** WHAT IS NEEDED **
Every line of the material is to be repeated exactly as it stands.

:: TASK MATERIAL

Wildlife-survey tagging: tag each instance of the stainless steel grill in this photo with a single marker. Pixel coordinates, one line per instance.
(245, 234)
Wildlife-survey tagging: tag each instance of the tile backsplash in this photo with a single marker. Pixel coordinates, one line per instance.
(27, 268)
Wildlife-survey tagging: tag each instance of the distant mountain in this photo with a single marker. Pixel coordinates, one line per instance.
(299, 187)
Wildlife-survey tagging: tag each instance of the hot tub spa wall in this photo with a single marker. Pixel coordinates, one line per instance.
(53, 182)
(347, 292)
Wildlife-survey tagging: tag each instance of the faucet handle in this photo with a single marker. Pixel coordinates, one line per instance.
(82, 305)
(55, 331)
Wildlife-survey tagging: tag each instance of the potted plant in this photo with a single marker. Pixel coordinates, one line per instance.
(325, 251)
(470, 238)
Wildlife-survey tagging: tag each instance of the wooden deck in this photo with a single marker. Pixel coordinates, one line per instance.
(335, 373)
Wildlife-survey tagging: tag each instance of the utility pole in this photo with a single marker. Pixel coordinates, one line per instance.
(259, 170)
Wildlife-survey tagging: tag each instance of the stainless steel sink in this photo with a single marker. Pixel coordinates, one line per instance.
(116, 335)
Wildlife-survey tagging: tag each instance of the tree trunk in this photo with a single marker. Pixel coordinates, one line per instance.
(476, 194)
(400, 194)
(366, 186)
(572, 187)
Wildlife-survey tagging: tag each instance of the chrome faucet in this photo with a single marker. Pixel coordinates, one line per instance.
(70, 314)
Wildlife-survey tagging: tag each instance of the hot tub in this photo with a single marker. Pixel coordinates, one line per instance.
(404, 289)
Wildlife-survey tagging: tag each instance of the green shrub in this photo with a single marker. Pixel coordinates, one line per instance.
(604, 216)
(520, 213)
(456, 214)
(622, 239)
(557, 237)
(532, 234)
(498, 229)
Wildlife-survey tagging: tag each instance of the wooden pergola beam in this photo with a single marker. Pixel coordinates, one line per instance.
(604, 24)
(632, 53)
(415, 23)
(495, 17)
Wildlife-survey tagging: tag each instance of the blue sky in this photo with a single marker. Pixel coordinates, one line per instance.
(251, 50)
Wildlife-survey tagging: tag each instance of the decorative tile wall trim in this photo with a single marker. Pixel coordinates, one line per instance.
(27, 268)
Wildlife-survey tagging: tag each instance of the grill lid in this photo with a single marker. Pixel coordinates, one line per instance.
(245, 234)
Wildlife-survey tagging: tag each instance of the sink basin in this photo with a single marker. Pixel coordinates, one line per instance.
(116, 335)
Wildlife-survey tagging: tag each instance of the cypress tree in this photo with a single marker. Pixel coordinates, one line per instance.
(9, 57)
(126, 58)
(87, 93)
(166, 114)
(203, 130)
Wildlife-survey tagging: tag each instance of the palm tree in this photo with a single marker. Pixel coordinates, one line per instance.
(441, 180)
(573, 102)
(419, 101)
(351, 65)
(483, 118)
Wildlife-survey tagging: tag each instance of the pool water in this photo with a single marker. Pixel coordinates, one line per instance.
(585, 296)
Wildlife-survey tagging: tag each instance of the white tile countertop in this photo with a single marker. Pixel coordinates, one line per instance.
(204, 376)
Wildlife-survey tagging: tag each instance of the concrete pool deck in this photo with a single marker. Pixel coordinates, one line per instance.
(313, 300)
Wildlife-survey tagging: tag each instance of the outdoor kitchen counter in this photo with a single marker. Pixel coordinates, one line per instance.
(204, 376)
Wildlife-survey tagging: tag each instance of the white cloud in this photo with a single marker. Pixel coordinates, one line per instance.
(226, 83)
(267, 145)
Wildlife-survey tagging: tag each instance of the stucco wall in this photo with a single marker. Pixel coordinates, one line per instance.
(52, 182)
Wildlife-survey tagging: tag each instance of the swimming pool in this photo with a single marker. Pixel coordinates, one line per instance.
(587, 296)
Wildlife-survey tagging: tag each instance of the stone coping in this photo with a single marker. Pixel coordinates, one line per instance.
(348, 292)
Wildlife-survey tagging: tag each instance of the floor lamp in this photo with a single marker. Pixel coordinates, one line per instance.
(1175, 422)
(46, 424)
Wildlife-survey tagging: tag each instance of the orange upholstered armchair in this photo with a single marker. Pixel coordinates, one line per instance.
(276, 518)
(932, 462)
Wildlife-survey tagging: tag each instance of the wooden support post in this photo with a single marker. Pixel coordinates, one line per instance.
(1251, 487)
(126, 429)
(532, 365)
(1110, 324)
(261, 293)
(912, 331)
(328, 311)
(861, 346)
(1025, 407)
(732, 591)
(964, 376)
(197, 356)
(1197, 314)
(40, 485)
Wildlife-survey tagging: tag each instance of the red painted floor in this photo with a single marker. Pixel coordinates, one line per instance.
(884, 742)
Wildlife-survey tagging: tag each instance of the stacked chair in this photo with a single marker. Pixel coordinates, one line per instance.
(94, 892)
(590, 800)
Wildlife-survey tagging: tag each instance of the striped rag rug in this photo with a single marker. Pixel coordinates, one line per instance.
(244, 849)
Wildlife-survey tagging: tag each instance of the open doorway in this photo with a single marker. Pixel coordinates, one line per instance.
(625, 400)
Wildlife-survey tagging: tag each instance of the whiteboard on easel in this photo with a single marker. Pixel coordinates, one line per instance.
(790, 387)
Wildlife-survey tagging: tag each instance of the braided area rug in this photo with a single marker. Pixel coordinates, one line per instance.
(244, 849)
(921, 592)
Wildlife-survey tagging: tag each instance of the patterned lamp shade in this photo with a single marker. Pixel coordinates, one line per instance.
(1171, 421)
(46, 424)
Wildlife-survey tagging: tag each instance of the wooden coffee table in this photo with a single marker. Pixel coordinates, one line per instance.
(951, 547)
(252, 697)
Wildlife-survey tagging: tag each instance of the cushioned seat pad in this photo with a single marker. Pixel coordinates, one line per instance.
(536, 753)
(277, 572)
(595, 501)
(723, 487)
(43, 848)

::::

** FULL OUTPUT **
Wildlife-survey tagging: tag each instance of the stainless steel grill in this photo with a single marker. Pixel coordinates, one line per instance.
(245, 234)
Wildlife-survey tagging: tag each instance of the tile backsplash in this photo with a single marker. Pixel coordinates, one line per instance.
(27, 268)
Wildlife-survey tagging: tag each instance of the distant mountain in this photo with a single marker. Pixel coordinates, one line per instance.
(299, 187)
Wildlife-survey tagging: tag each instance of the hot tub spa wall in this photo with a single marker. Pixel coordinates, one line per instance.
(53, 182)
(347, 292)
Wildlife-survey tagging: tag each instance of the faucet handle in this photo with a single marker. Pixel coordinates, one line per instance.
(82, 305)
(55, 331)
Wildlife-survey tagging: tag each instance of the potted plant in this photo with a single marker. Pixel coordinates, one line per instance.
(325, 251)
(470, 238)
Wildlife-survey tagging: tag each instance of the wooden deck in this photo with a single marker. Pixel coordinates, one line per instance.
(335, 373)
Wildlife-survey tagging: tag each instance of the utility pole in this photo with a single marker. Pixel coordinates, one line per instance.
(259, 170)
Wildlife-survey tagging: tag each instance of the stainless steel sink in this photo with a single marker. Pixel coordinates, one line per instance.
(116, 335)
Wildlife-survey tagging: tag each instance of the tree trunk in this photo with a single marker. Pixel coordinates, one line per instance.
(476, 194)
(400, 194)
(366, 186)
(572, 187)
Wildlife-survey tagging: tag each instance of the chrome faucet in this photo with a single marker. Pixel coordinates, one line per instance.
(70, 314)
Wildlife-survey tagging: tag each instance of the hot tub in this photo with a single marker. Pixel coordinates, one line per instance.
(404, 289)
Wildlife-survey tagging: tag each instance of the green shrub in this photo with a single marker. Pixel coordinates, one line per instance.
(604, 216)
(520, 213)
(456, 214)
(622, 239)
(557, 237)
(532, 234)
(498, 229)
Wildlife-survey tagging: tag each instance of the wooden pergola beam in this photo with a single marker. Pixel coordinates, one line per instance.
(604, 24)
(632, 53)
(415, 23)
(495, 17)
Wildlife-survey tagging: tag each instance of the blue sky in this photo with a single marker. Pixel coordinates, one line per instance.
(251, 50)
Wildlife-survey tagging: tag each instance of the decorative tile wall trim in this photo with a single marker. Pixel coordinates, one line per instance.
(27, 268)
Wildlife-survey tagging: tag each instance of the grill lid in this photo with a single marker. Pixel coordinates, one line per instance.
(245, 234)
Wildlife-survey tagging: tag each instance of the sink basin in this photo with a single marker. Pixel coordinates, one line per instance.
(116, 335)
Wildlife-survey tagging: tag each instance of the cypress tree in this photo with a single marker. Pixel coordinates, one line per instance.
(9, 57)
(126, 58)
(87, 93)
(166, 114)
(203, 130)
Wildlife-survey tagging: tag each instance of the palm tree in this photo with a single marker. Pixel coordinates, one line per instance.
(441, 180)
(573, 102)
(419, 101)
(351, 65)
(483, 118)
Wildlife-survey tagging: tag each instance of the pool water in this photo with a single marker. Pixel coordinates, one line per instance.
(585, 296)
Wildlife-survey tagging: tag each instance of the white tile countertop in this photo with a single marker. Pixel coordinates, one line per instance.
(204, 376)
Wildlife-survey tagging: tag each instance of the concrete pool deck in this photo with a single marker. Pixel coordinates, one line per instance.
(313, 300)
Wildlife-survey tagging: tag each instance of the outdoor kitchen counter in this photo with a single marker. Pixel coordinates, one line per instance.
(204, 376)
Wildlife-survey tagging: tag each instance of the white cloud in this photo with a single marker. Pixel coordinates, one line per instance.
(226, 83)
(267, 145)
Wildlife-survey tagging: tag each instance of the stucco wall in this photo with a single marker. Pixel coordinates, one line per instance.
(52, 182)
Wildlife-survey tagging: tag each instance of the swimming pool in this photo with a single marker. Pixel coordinates, one line per instance.
(587, 296)
Wildlife-survey tagging: tag each instance of the stone coping in this photo with a single marker. Pixel coordinates, one line per instance.
(348, 292)
Wildlife-survey tagging: tag each instance of the floor lamp in this photo with a single marker. Pixel coordinates, one line per instance.
(1175, 422)
(46, 424)
Wildlife-survey tagging: tag each instance of the orange upholstered armchair in this photo with a single marker. Pixel coordinates, one line per instance.
(276, 518)
(932, 462)
Wildlife-survey tagging: tag each instance of the wooden support post in this photo with a single marker. Pixel coordinates, one line per instance.
(1251, 487)
(126, 429)
(532, 365)
(1110, 324)
(261, 293)
(912, 331)
(328, 311)
(861, 346)
(1025, 407)
(732, 591)
(964, 376)
(197, 356)
(1197, 314)
(40, 485)
Wildlife-survey tagging: tag each instance of the red painted floor in this photo with a single marker. Pixel coordinates, one line per instance.
(884, 742)
Wildlife-survey tagging: tag each instance of the stacked chair in this photo with a single marker. Pixel coordinates, one line per instance.
(94, 892)
(590, 800)
Wildlife-survey tagging: tag each instance of the striped rag rug in this photo with a single marker. Pixel coordinates, one line per instance.
(244, 849)
Wildlife-survey tagging: tag each instance of the open doorway in this photo with a single marker. Pixel coordinates, one line per instance.
(625, 400)
Wildlife-survey tagging: tag each instance of the whiteboard on easel in this photo with a single marker. Pixel coordinates, one line per instance.
(790, 387)
Wildlife-survey tagging: tag each instance of the braided area rug in this photo with a single marker. Pixel coordinates, one line per instance.
(244, 849)
(921, 592)
Wildlife-survey tagging: tag each instance of the patterned lamp shade in this photo with a single marker. Pixel coordinates, one line per instance.
(1171, 421)
(46, 424)
Wildlife-survey tagging: tag each instance of the wooden coffee table in this photo with a single marker. Pixel coordinates, one line per instance.
(951, 547)
(252, 697)
Wildlife-survey tagging: tag each instance of the cushioned seat pad in this photo with a single marker. Pixel coordinates, one line per instance.
(536, 753)
(277, 572)
(595, 501)
(723, 487)
(43, 848)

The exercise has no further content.